Photo by Basak Gurbuz Derma / Getty Images
Photo by Basak Gurbuz Derma / Getty Images

New research has found that nearly 1 person in 5 diagnosed with COVID-19 is diagnosed with a psychiatric disorder like anxiety, depression or insomnia within three months.

The analysis was conducted by researchers at the University of Oxford, using electronic health records for 69.8 million patients in the U.S. — including more than 62,000 diagnosed with COVID-19.

Compared with patients who had experienced certain other health events this year — such as influenza, kidney stones or a major bone fracture – those diagnosed with COVID-19 were more likely to have a subsequent psychiatric diagnosis in the following 14 to 90 days.

“The incidence of any psychiatric diagnosis in the 14 to 90 days after COVID-19 diagnosis was 18.1%,” the study found, including 5.8% that was a first diagnosis. The research was published Monday in Lancet Psychiatry.

People recovering from COVID-19 were about twice as likely to be diagnosed with a mental health disorder as compared with someone who had the flu, says Paul Harrison, professor of psychiatry at Oxford and one of the study’s authors.

“That was within just the first three months,” he says. “We of course don’t know, in longer-term follow-ups, whether these risks will go on increasing — or whether once you get to three months, then the risks after you’ve had COVID really go back to the baseline risks that all of us experience.”

REQUIRED ACTION
Copy out the passage of the article on COVID-19 and psychiatric diagnoses starting at "The analysis was" and ending at "diagnosed with COVID-19.".

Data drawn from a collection
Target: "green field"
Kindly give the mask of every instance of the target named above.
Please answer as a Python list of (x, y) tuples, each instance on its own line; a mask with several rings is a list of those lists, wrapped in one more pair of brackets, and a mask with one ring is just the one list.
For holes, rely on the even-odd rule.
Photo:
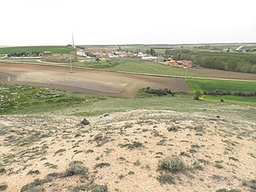
[(256, 104), (256, 97), (241, 97), (234, 95), (203, 95), (202, 99), (210, 102), (220, 102), (223, 99), (225, 102)]
[(11, 47), (0, 47), (0, 54), (8, 54), (12, 53), (39, 51), (43, 53), (44, 51), (51, 51), (54, 54), (67, 54), (73, 49), (68, 46), (11, 46)]
[(254, 92), (256, 82), (234, 82), (206, 79), (188, 79), (187, 83), (191, 90), (213, 91), (215, 90), (229, 90), (231, 92)]
[[(231, 82), (205, 79), (188, 79), (187, 83), (192, 91), (214, 91), (227, 90), (233, 93), (238, 92), (256, 92), (256, 82)], [(210, 102), (220, 102), (224, 99), (225, 102), (237, 102), (256, 104), (256, 97), (242, 97), (234, 95), (203, 95), (202, 99)]]
[[(56, 63), (58, 64), (58, 63)], [(66, 63), (69, 66), (70, 63)], [(133, 73), (142, 73), (150, 74), (178, 75), (185, 76), (186, 70), (163, 65), (150, 61), (145, 61), (139, 58), (101, 58), (98, 63), (94, 59), (85, 60), (82, 62), (74, 62), (73, 66), (102, 69), (114, 71), (127, 71)], [(188, 70), (188, 76), (209, 77), (202, 74), (193, 73)]]

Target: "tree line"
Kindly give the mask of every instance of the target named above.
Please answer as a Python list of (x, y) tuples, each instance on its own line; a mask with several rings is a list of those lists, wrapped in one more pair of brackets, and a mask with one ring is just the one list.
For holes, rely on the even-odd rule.
[(256, 54), (226, 52), (169, 50), (173, 59), (190, 60), (210, 69), (256, 74)]
[(29, 56), (40, 56), (39, 51), (32, 51), (32, 53), (27, 53), (27, 52), (20, 52), (20, 53), (12, 53), (10, 54), (7, 54), (7, 57), (29, 57)]

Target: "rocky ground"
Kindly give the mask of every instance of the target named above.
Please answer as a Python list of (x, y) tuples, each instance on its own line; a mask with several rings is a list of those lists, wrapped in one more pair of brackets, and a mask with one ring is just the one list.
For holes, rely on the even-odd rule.
[(256, 191), (256, 122), (144, 110), (86, 119), (0, 116), (0, 190)]

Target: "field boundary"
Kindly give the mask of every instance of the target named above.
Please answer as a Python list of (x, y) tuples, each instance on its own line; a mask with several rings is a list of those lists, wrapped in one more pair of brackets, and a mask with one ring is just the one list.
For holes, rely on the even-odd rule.
[[(1, 63), (1, 61), (0, 61)], [(38, 65), (38, 66), (61, 66), (61, 67), (67, 67), (70, 68), (70, 66), (66, 65), (58, 65), (53, 64), (51, 62), (45, 62), (45, 63), (33, 63), (33, 62), (6, 62), (2, 63), (16, 63), (16, 64), (28, 64), (28, 65)], [(73, 69), (85, 69), (90, 70), (98, 70), (98, 71), (106, 71), (106, 72), (113, 72), (113, 73), (120, 73), (120, 74), (140, 74), (146, 76), (154, 76), (154, 77), (166, 77), (166, 78), (186, 78), (186, 76), (182, 75), (170, 75), (170, 74), (145, 74), (145, 73), (136, 73), (136, 72), (130, 72), (130, 71), (123, 71), (123, 70), (103, 70), (103, 69), (93, 69), (90, 67), (82, 67), (82, 66), (73, 66)], [(235, 79), (235, 78), (203, 78), (203, 77), (190, 77), (187, 76), (186, 78), (192, 79), (209, 79), (209, 80), (221, 80), (221, 81), (232, 81), (232, 82), (256, 82), (256, 80), (246, 80), (246, 79)]]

SOLUTION FOR THIS TASK
The analysis was conducted by researchers at the University of Oxford, using electronic health records for 69.8 million patients in the U.S. — including more than 62,000 diagnosed with COVID-19.